◆ Written exercise
Reproduce every entry below word for word, omitting the pictures.
[begin Task input]
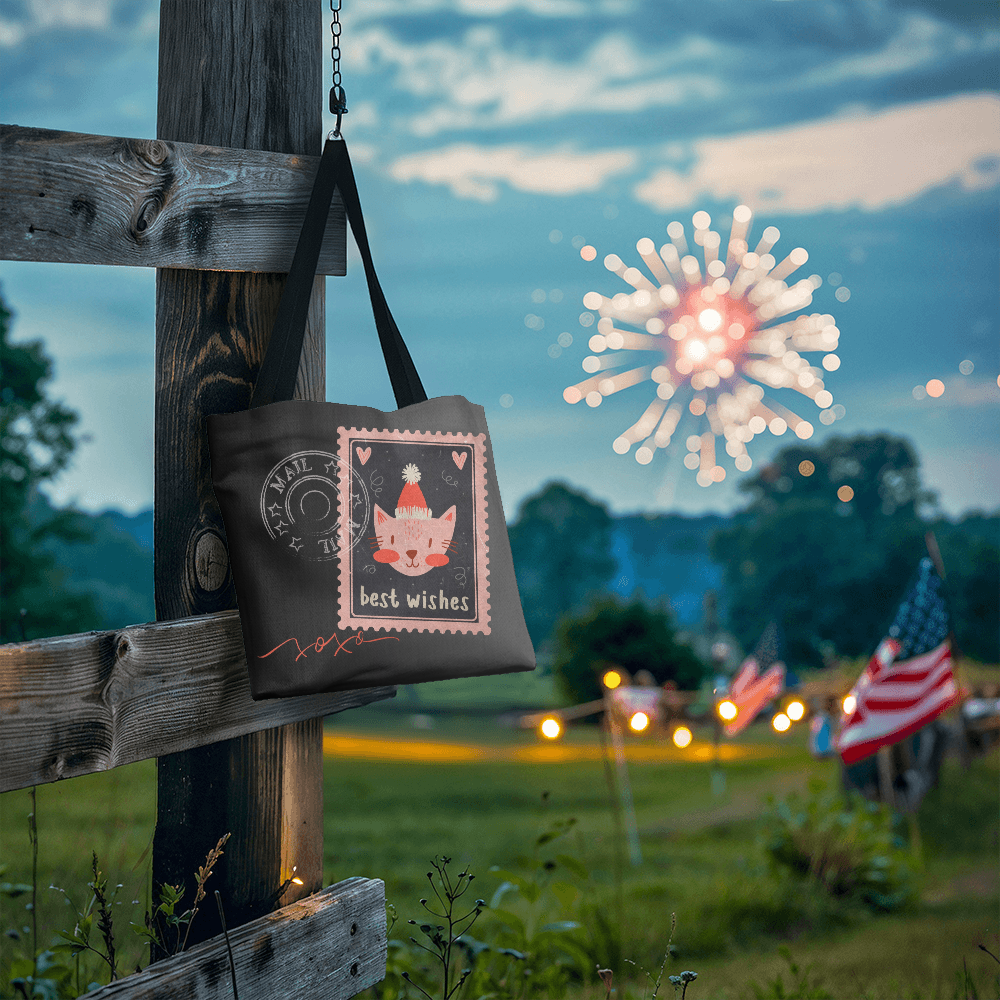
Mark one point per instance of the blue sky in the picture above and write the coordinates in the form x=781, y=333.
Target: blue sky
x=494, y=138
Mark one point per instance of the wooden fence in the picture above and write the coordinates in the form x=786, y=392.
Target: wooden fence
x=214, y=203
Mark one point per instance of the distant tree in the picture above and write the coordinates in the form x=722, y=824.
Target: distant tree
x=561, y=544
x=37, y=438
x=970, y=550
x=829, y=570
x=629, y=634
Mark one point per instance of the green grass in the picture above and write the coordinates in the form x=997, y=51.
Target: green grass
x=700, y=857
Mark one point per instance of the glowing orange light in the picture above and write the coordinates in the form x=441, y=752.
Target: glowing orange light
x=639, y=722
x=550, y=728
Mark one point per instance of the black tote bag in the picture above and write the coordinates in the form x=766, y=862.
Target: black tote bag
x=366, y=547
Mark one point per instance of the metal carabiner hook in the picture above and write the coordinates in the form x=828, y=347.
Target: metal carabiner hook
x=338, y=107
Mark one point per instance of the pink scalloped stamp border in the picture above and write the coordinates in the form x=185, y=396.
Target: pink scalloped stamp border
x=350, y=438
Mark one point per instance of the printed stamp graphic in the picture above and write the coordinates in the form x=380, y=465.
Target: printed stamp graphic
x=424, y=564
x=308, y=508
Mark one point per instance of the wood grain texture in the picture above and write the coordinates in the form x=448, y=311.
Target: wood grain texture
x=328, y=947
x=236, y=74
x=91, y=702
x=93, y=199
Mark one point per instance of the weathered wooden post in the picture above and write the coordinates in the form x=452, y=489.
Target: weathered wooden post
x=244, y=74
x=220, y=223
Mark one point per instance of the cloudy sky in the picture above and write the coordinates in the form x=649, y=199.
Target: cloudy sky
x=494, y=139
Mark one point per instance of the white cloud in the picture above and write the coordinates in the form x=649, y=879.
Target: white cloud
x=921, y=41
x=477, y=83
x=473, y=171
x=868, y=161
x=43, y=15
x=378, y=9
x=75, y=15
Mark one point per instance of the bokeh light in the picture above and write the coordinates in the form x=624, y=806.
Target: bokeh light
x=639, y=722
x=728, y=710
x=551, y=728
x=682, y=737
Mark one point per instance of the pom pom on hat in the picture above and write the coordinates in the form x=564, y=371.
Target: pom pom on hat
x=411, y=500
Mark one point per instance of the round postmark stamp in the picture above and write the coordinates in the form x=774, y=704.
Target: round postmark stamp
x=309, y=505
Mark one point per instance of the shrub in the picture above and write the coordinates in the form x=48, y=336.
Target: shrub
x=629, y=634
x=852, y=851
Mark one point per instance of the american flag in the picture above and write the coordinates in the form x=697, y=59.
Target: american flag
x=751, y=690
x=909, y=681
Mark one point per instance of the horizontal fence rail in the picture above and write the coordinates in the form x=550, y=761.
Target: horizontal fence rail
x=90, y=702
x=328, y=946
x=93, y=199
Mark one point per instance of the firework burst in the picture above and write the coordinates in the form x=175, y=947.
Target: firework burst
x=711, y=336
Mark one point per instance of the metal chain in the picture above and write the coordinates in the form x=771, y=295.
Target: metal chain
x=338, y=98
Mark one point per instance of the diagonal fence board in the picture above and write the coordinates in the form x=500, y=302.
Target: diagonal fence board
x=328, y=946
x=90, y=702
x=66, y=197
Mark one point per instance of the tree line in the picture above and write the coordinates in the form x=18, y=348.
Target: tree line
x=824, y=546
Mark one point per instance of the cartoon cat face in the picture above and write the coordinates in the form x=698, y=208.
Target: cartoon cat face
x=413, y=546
[end Task input]
◆ Full output
Mark one point per instance of the blue sky in the picture above and write the coordinates in the form x=781, y=333.
Target: blue sky
x=494, y=138
Mark one point per instance of the wooden fence in the picture above and write the coordinates in the form x=786, y=392.
Target: wooden fence
x=214, y=203
Mark one point per instance of the distant tree in the picture above and write the coordinates in the form x=722, y=824.
Target: distant tree
x=561, y=544
x=37, y=438
x=970, y=550
x=829, y=570
x=629, y=634
Mark one point per instance of the green grass in the picture above and write the coordinates in the form x=997, y=51.
Target: green grass
x=700, y=857
Mark one point per instance of the glowing orange light in the picture above and write the coordinates in the form x=441, y=752.
Target: glowing orange light
x=639, y=722
x=550, y=728
Mark one point per instance of the black tote bag in the picture above and write the coordinates in the form x=766, y=862.
Target: black tote bag
x=366, y=547
Mark one point per instance of the metal carabiner hook in the picture above and write the coordinates in the form x=828, y=347.
Target: metal carabiner hook
x=338, y=107
Mark one point per instance of the pink scalloped stamp border in the picture above and write the coordinates in the form x=185, y=396.
Target: pink scalloped stamp border
x=350, y=438
Mark one point per instance of the printed stamp graphic in the picture above and write the coordinates in the form x=380, y=465.
Target: printed stamp graphic
x=424, y=564
x=308, y=508
Mark one point per instance of the wood grain texture in the picture above and write the coordinates in the form x=448, y=311.
Target: wood grain texture
x=328, y=947
x=236, y=74
x=91, y=702
x=93, y=199
Mark one point per instance of the weathered wooden post in the picture above and write the coordinates in the form x=452, y=489.
Target: weathered wooden post
x=244, y=74
x=220, y=223
Mark one point per instance of the cloudy sky in the picture above and write the coordinates in the form x=649, y=199.
Target: cloudy sky
x=494, y=139
Mark one point per instance of the white cloud in the picture above and write the coordinates in the form x=649, y=879.
Target: white cloud
x=921, y=41
x=477, y=83
x=473, y=171
x=868, y=161
x=43, y=15
x=378, y=9
x=75, y=15
Mark one point per instance of the bokeh light in the picture above and write the coordinates in the form x=624, y=806.
Target: bokeh light
x=639, y=722
x=728, y=710
x=551, y=728
x=682, y=737
Mark one point per instance of the pom pom on hat in the picture above and write the coordinates in the form x=564, y=371.
Target: pom pom on hat
x=411, y=500
Mark one point per instance of the round postmark stamp in the picture above and write the coordinates in the form x=774, y=704.
Target: round postmark stamp
x=309, y=505
Mark one point per instance of the shrub in the picture above and write the coordinates in the form x=48, y=336.
Target: shrub
x=629, y=634
x=852, y=851
Mark one point per instance of the american flag in the picture above and write the coordinates in the form x=697, y=59.
Target: american flag
x=751, y=690
x=909, y=681
Mark one point per instance of the horizontal fence rail in the picture above and write the coordinates in the form x=550, y=761.
Target: horizontal fence rail
x=90, y=702
x=328, y=946
x=93, y=199
Mark one point per instance of the firework burst in the picture above and write the coordinates in the form x=175, y=947.
Target: firework burst
x=711, y=336
Mark one point per instance of the metal chain in the picture above and write the coordinates in the form x=771, y=295.
Target: metal chain
x=338, y=98
Mark one point per instance of the diagonal fence board in the picture above and write the coordinates in the form x=500, y=302.
Target: diagonal fence board
x=328, y=946
x=90, y=702
x=66, y=197
Mark one point per instance of the tree line in the picture above and write the coordinates in the form x=18, y=348.
Target: tree line
x=824, y=546
Mark one point per instance of the cartoon cat face in the picture above and write the coordinates in the form x=698, y=208.
Target: cartoon cat face
x=413, y=546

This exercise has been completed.